• _作業の指示 1_: 下のデータの行のうち、「You are given a visual scene. Your task: identify every sky」を含む行からデータの最後の行までを、両はしの行も入れて一字も変えずに抜き出してください。

• _参考の本文_:
---

HAIKU日本2019春の句大賞結果発表

HAIKU日本2019春の句大賞 金賞

蕗味噌や母の伝えし味母に

[ 神奈川県横浜市 倉田悠子 ]

(評)「蕗味噌」は、早春の香りを伝える蕗の薹を刻んで味噌と一緒に混ぜ合わせた素朴な味。母と娘の愛情がほのぼのと伝わる一句です。食べ物と母の味の取り合わせはよくありますが果たしてこれから先、母の味を伝承していく光景がどれ程の家庭で見られるでしょうか。このような心温まる句を詠む人がこの先も続いてほしいと願わずにはいられません。教わってきた味は母に伝わったでしょうか。掲句が愛おしく思えます。

銀賞

地下バーの別れの間合いヒヤシンス

[ 神奈川県藤沢市 浜野藤江 ]

(評)初春の季語「ヒヤシンス」は、美しく香りも良く誰にも愛される花。今宵の別れなのか別離なのか。同僚や女友達との単なる別れをこんなに意味深に詠むことはないでしょう。恋愛関係にある人との別れ。「地下バー」にたちこめる「ヒヤシンス」の瑞々しい青い香りと共に、若い恋の香り漂う一句。

銅賞

三代を半農半漁島に春

[ 大阪府大阪市 清島久門 ]

(評)わずか十七音の中に、自身のみならず島の風貌をも詠んでみせた作者。作物を育てる傍ら、海のもの磯のものを獲る日々。俳人・森澄雄は「俳句は見えるように詠むのが大事」と語っていますが、掲句はこの言葉そのもの。永遠に流れる時間の今を「島に春」の下五で切り取った格調高い一句。また、二つの助詞「を」と「に」の働きも見事に使い切っています。

抱きしめて駆けあがる春すべり台

[ 広島県安芸郡 ありちゃんが ]

(評)春の詩情たっぷりの素敵な一句。「抱きしめて」「駆けあがる」の一連の動作に幼子を愛おしむ心が溢れていて、作者の気持ちがストレートに伝わってきます。作者の腕の中で嬉しそうに笑い声をたてている子。作者の心情のこもった一句は、すべり台のある空間に麗しい春の光を見事に描いて見せました。

---

• _データの行_:
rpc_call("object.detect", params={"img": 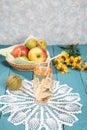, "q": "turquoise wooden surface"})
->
[0,45,87,130]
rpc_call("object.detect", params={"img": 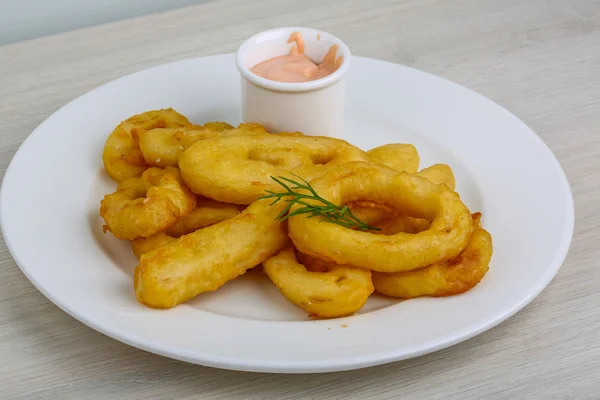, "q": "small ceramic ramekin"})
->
[236,27,351,137]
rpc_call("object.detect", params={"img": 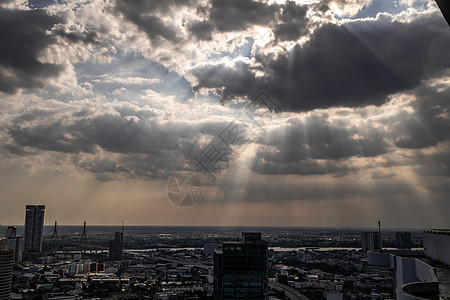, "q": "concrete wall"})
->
[423,230,450,265]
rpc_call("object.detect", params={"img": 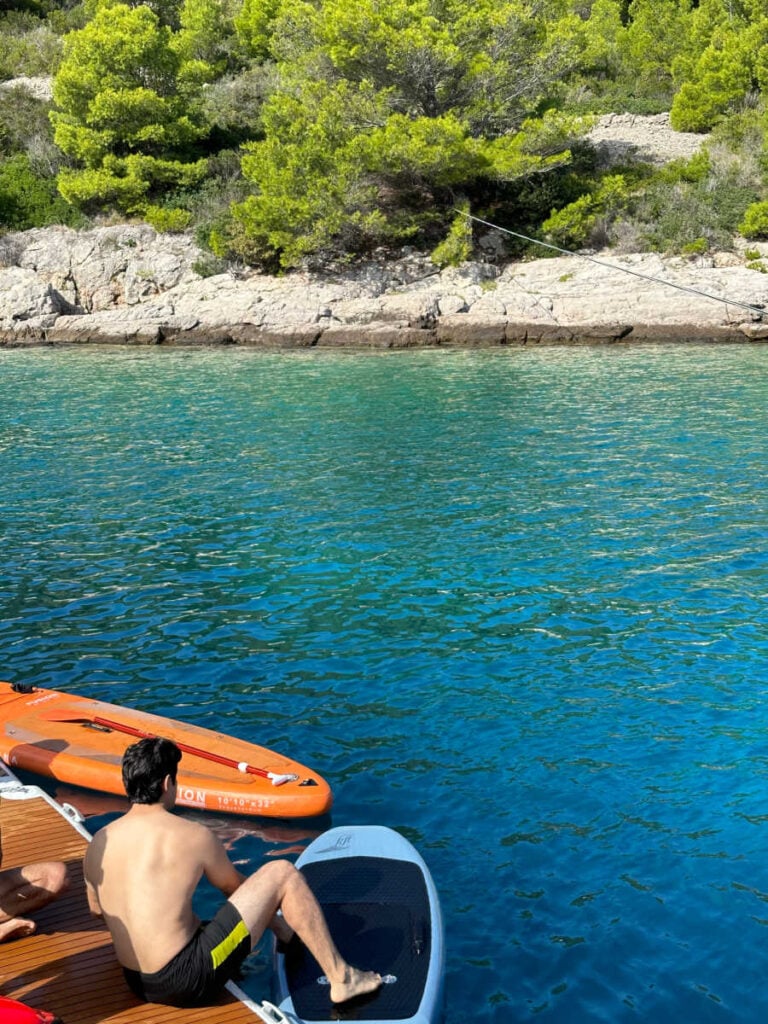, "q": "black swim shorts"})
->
[123,901,251,1007]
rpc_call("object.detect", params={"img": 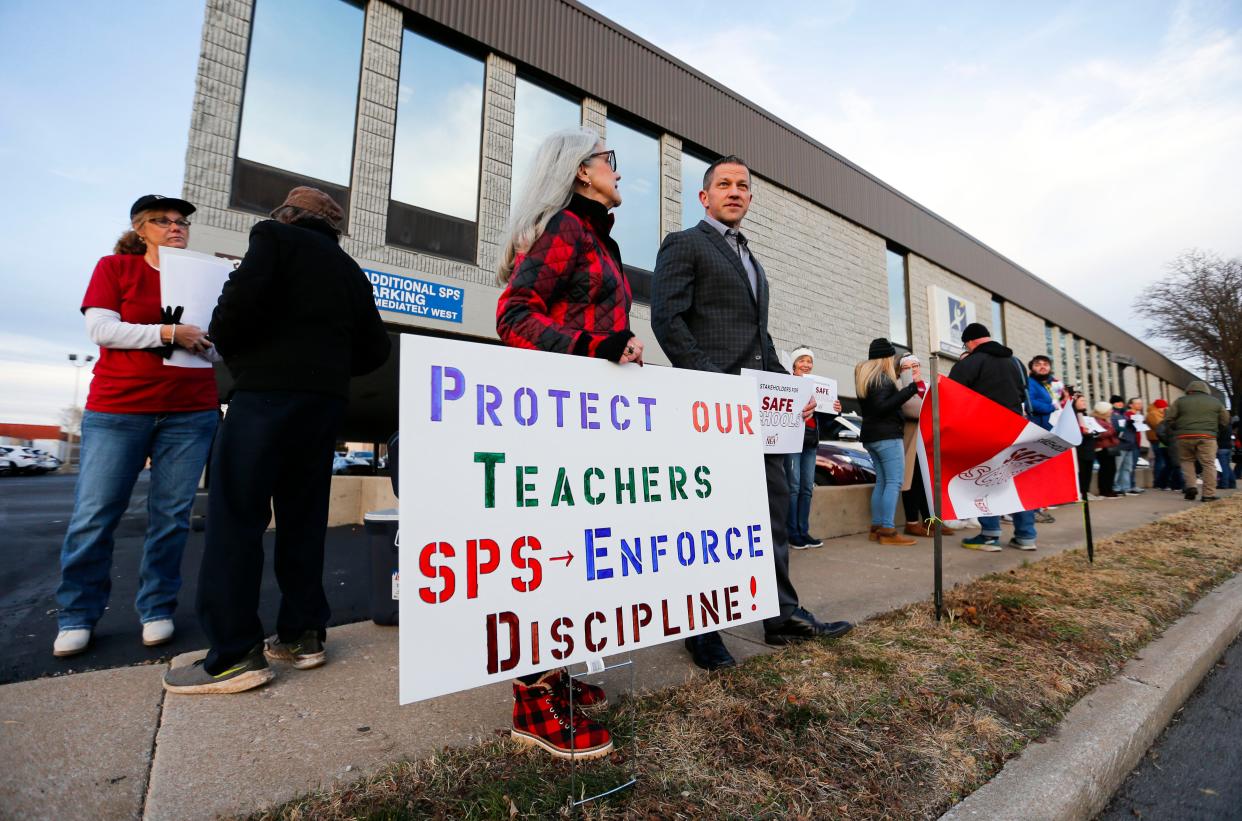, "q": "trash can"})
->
[363,508,400,625]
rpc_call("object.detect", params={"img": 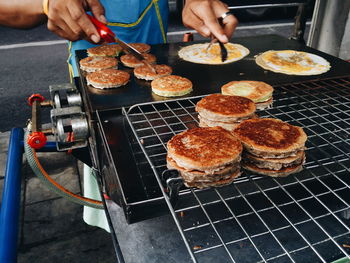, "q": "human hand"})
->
[47,0,107,43]
[182,0,238,43]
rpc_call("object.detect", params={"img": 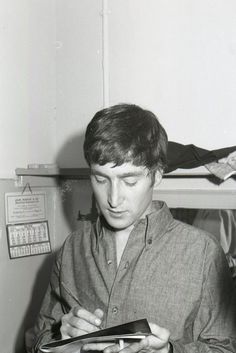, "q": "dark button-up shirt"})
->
[33,203,236,353]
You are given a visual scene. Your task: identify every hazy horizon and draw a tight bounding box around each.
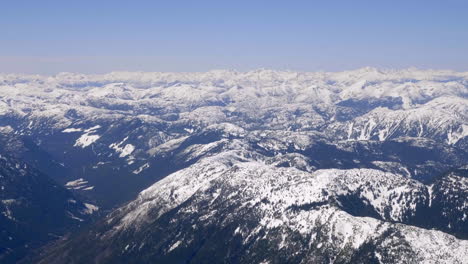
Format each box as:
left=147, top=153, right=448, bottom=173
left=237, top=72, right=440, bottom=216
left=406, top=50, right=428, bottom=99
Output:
left=0, top=0, right=468, bottom=75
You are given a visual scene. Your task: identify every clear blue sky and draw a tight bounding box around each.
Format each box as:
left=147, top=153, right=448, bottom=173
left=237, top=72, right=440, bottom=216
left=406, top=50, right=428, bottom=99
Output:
left=0, top=0, right=468, bottom=74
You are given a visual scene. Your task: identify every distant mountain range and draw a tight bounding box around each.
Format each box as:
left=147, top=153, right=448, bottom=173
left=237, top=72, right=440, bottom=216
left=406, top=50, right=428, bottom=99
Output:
left=0, top=68, right=468, bottom=263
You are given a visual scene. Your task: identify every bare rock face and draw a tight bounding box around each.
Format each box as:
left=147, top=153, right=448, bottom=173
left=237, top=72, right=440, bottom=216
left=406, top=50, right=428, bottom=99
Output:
left=0, top=68, right=468, bottom=263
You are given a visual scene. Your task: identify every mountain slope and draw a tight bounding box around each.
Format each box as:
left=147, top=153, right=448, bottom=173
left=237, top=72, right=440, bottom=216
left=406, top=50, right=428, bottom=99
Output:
left=34, top=151, right=468, bottom=263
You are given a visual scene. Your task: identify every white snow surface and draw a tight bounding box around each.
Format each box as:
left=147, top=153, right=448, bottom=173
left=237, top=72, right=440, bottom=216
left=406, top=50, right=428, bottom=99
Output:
left=0, top=68, right=468, bottom=145
left=108, top=154, right=468, bottom=263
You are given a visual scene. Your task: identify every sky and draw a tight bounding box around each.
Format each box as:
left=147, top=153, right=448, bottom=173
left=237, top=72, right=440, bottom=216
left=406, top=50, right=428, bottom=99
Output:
left=0, top=0, right=468, bottom=74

---

• _作業の指示 2_:
本文について、次の問いに答えてください。
(a) 金賞の句を詠んだのはだれですか。
(b) 銀賞の評で初春の季語とされている花は何ですか。
(c) 銅賞の評で「俳句は見えるように詠むのが大事」と語ったとされる俳人はだれですか。

• _解答例 1_:
You are given a visual scene. Your task: identify every sky and draw a tight bounding box around each.
Format each box as:
left=147, top=153, right=448, bottom=173
left=237, top=72, right=440, bottom=216
left=406, top=50, right=428, bottom=99
Output:
left=0, top=0, right=468, bottom=74

• _解答例 2_:
(a) 倉田悠子
(b) ヒヤシンス
(c) 森澄雄